REQUIREMENT: Transcribe the following records exactly, images excluded.

DATA SECTION:

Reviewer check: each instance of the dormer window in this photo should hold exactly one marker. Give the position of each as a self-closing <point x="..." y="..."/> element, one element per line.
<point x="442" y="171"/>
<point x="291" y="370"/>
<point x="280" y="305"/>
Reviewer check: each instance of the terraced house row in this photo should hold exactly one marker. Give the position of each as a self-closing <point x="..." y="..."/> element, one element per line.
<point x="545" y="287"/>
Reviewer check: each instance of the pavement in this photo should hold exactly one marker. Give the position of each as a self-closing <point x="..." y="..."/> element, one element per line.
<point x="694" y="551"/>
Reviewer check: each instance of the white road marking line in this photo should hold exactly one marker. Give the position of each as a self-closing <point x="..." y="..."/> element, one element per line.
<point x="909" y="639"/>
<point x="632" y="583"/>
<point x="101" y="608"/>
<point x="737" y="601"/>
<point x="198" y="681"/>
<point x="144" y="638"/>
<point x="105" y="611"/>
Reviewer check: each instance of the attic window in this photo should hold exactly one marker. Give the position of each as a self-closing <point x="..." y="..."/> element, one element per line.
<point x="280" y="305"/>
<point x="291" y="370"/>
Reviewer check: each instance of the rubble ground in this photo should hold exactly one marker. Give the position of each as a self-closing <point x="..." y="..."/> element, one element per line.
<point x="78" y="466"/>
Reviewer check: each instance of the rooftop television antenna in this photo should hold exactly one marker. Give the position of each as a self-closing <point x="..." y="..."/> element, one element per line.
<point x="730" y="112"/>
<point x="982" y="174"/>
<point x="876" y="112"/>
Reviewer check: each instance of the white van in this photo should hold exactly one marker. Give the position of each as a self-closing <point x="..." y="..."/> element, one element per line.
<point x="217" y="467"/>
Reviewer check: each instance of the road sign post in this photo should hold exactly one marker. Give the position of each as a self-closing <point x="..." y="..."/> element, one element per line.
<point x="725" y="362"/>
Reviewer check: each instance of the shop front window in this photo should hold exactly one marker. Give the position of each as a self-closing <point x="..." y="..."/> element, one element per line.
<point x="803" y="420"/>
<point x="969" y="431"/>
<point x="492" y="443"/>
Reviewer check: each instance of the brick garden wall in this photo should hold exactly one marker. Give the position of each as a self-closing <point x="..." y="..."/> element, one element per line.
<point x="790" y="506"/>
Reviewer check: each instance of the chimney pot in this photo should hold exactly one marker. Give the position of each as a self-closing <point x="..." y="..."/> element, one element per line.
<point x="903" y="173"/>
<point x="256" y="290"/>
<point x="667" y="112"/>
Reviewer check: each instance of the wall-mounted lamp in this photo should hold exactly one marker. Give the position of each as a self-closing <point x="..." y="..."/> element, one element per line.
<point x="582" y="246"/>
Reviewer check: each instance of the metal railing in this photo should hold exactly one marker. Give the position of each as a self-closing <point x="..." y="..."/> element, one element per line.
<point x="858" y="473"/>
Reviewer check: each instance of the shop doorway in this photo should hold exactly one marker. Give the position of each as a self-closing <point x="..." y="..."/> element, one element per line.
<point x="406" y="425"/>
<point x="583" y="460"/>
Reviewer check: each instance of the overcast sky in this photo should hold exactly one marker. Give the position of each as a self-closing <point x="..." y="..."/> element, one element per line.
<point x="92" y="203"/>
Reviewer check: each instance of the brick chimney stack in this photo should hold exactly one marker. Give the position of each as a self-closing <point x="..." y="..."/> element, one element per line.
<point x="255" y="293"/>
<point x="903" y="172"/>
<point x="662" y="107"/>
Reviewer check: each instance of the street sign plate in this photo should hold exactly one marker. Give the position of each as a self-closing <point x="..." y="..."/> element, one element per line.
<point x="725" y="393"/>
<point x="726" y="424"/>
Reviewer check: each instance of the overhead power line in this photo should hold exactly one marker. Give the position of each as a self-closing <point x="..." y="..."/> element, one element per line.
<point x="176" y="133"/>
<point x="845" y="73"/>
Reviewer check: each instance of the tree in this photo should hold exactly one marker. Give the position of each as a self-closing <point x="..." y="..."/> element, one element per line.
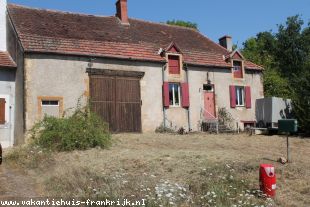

ANSWER TO THE PROBLEM:
Reviewer check: each instance of the dormer window in this photo should hold exactly one marker. Give the position of each as a self-closing <point x="..." y="..."/> element, one element per line.
<point x="442" y="171"/>
<point x="291" y="370"/>
<point x="280" y="305"/>
Reviewer check: each instance of the terraced house row in this photo should hold exactly one marker. Give the position of each as a self-closing <point x="..." y="..."/> element, one element per line.
<point x="545" y="287"/>
Reviewer check: each instance of the pavement in this photo should hold exactly one marker. Give the position of each as a self-closing <point x="..." y="..."/> element, one element per line.
<point x="694" y="551"/>
Reviewer check: each instance of the white road marking line in this photo should hold exactly one marker. Give the position of each as a self-closing <point x="..." y="..."/> element, one element per line.
<point x="909" y="639"/>
<point x="632" y="583"/>
<point x="101" y="608"/>
<point x="737" y="601"/>
<point x="198" y="681"/>
<point x="144" y="638"/>
<point x="105" y="611"/>
Reviewer check: each instance of the attic window in this photo should hold exactly one marker. Give the position of each as a self-closing <point x="..." y="..."/> element, one element per line.
<point x="280" y="305"/>
<point x="291" y="370"/>
Reviewer check: each instance of the rubble ground in this photo should hold exactly one marker. Give the position of each as a self-closing <point x="..." y="..."/> element, one element per line.
<point x="78" y="466"/>
Reviewer check: each instance of the rooftop television antenna in this photo should hold exactly one marker. Give the position of each as a self-closing <point x="..." y="..."/> element, one element per line.
<point x="730" y="112"/>
<point x="982" y="174"/>
<point x="876" y="112"/>
Reviewer check: each instance of the white van in this photo should hold exactly one marker. Give the position of each as a self-closing <point x="..." y="..."/> element, one element per line.
<point x="217" y="467"/>
Reviewer check: each instance of the road sign post in this photo should hold exactly one marker. Give the position of each as a self-closing <point x="..." y="..."/> element, one element per line.
<point x="725" y="362"/>
Reviewer check: each instance of the shop front window in this photo should hold exactly one marker. Give the position of each as a self-closing <point x="..." y="..."/> element, one element per line.
<point x="803" y="420"/>
<point x="969" y="431"/>
<point x="492" y="443"/>
Reviewer check: each instance of the brick garden wall in this photo should hold exactly one marker. Give the position of each as a self-closing <point x="..." y="..."/> element, one element per line.
<point x="790" y="506"/>
Reviewer check: each instance of the chimney pot in this photo should hold exactly one marker. Give the position of each as a self-closing <point x="..." y="..."/> element, one element per line.
<point x="903" y="173"/>
<point x="256" y="290"/>
<point x="667" y="112"/>
Reviewer check: each instance of the wall-mounted lamp in this photo should hold exactly one marker. Give the position of each as a self-closing <point x="..." y="..."/> element, one element per line.
<point x="582" y="246"/>
Reviewer check: each instance of the metal railing in this photo should hold exactly one marker. Give the position of each as a self-closing <point x="..." y="..."/> element, one element per line.
<point x="858" y="473"/>
Reviewer check: each instance of the shop doorway in this photo should hold exactly one marker. Give the position of each as a self-closing <point x="..." y="..."/> element, one element per line.
<point x="406" y="425"/>
<point x="583" y="460"/>
Reviewer check: each instance of the overcast sky in this photo should hold exactly one marker. Give the position of each as a self-closing <point x="..." y="..."/> element, one element per line.
<point x="92" y="203"/>
Reviewer check: each instance of the brick chimney stack in this photo should hold exactly one marker. Give the position of each as a self-closing <point x="..." y="..."/> element, one element per line.
<point x="255" y="293"/>
<point x="903" y="172"/>
<point x="662" y="107"/>
Reviewer check: each instance of the street sign plate in this photo should hold exactly one marker. Give the position of each as a self-closing <point x="..." y="..."/> element, one element per line.
<point x="725" y="393"/>
<point x="726" y="424"/>
Reviewer check: each instance of the overhead power line in this photo should hold exactly one marker. Give the position of each as a self-closing <point x="..." y="..."/> element, one element per line.
<point x="176" y="133"/>
<point x="845" y="73"/>
Reviewer check: each instance of the tree in this photo should hold exactly one marker. Give the position of each as a self-closing <point x="..." y="..."/> element, one element per line.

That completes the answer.